WORK ITEM. Copy out the full listing exactly, omitting any picture it contains.

SUPPLIED RECORDS.
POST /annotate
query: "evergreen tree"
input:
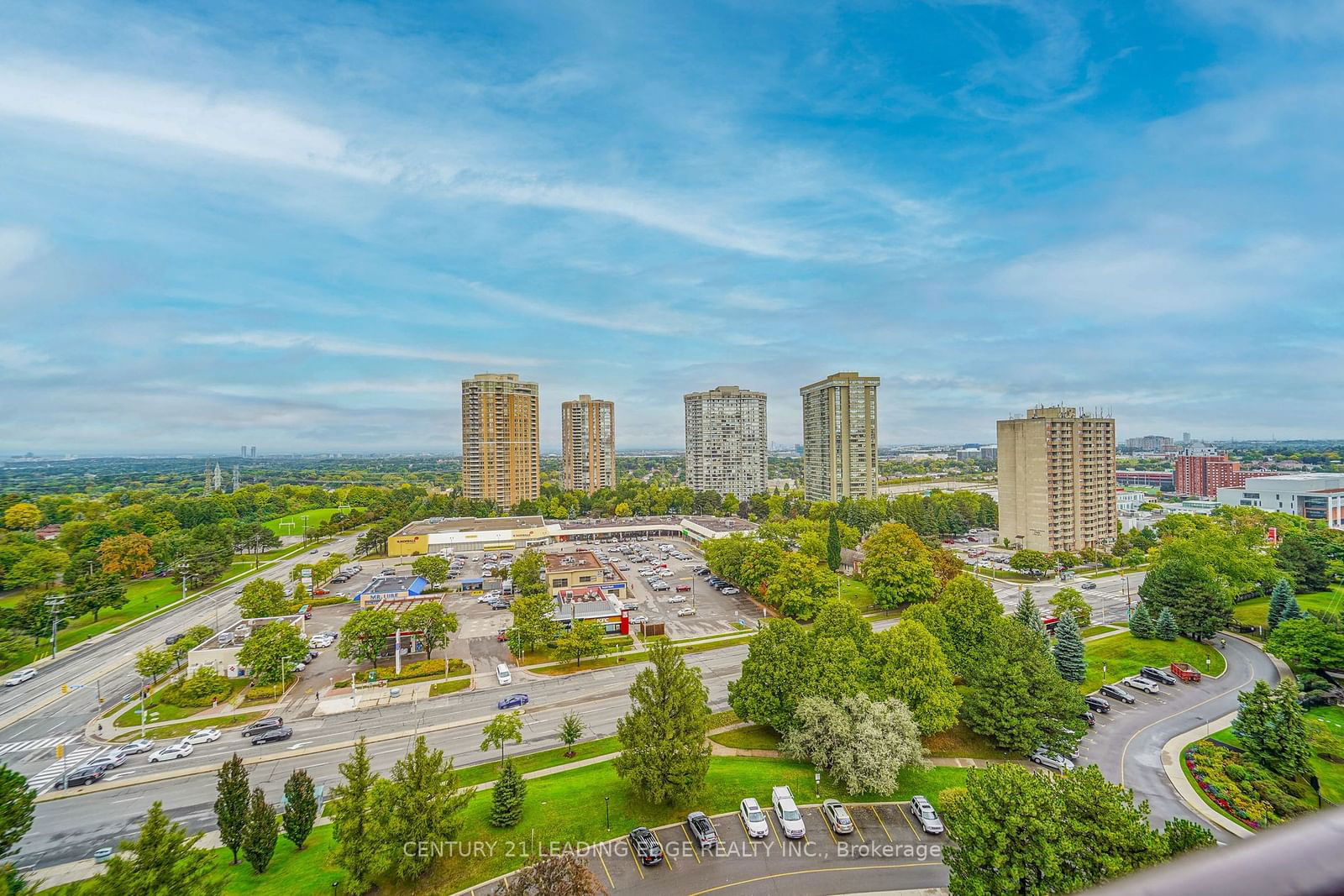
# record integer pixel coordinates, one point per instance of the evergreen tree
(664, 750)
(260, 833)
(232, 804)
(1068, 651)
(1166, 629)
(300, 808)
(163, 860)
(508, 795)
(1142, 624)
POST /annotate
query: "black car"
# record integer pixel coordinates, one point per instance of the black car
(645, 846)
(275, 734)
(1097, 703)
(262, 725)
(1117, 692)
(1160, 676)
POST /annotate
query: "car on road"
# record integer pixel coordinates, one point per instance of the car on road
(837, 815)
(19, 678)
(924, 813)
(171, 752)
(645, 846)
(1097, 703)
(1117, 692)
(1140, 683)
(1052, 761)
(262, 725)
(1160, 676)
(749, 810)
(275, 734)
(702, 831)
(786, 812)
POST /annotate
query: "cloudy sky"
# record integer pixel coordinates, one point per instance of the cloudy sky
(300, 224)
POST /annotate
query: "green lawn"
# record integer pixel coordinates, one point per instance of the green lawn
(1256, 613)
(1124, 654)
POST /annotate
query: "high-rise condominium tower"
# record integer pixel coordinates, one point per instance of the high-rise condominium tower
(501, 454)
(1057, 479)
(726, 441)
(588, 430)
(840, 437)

ANSWER SPACE.
POST /annotate
query: "evergreen tree"
input:
# record integer pixel coordinates, one point per instance of the evergreen tree
(664, 750)
(260, 833)
(232, 804)
(1068, 651)
(1166, 629)
(300, 808)
(163, 860)
(508, 795)
(1142, 624)
POST /annotate
query: "black car"
# record integer pixel coordinates, one point per instance of the black car
(645, 846)
(275, 734)
(1097, 703)
(262, 725)
(1117, 692)
(1160, 676)
POST /annotate
query: "car on road"
# record integer pixel coordinates, one point per instance of the car on road
(837, 815)
(19, 678)
(924, 813)
(171, 752)
(645, 846)
(1097, 703)
(1117, 692)
(1140, 683)
(1052, 761)
(262, 725)
(1160, 676)
(749, 810)
(275, 734)
(702, 831)
(786, 812)
POST /annotate
query: "cloudy sky"
# record integer pixel coordinates, one point per instance of the cloudy sky
(300, 224)
POST /annotate
query: "green lawn"
# record integer pixel coordinates, one point per instance of the green lawn
(1256, 613)
(1124, 654)
POST /annotate
query: "high-rise condominium tower"
# record integer pixel coordinates, one point per instance of the high-rise condominium tower
(501, 454)
(1057, 479)
(726, 441)
(588, 430)
(840, 437)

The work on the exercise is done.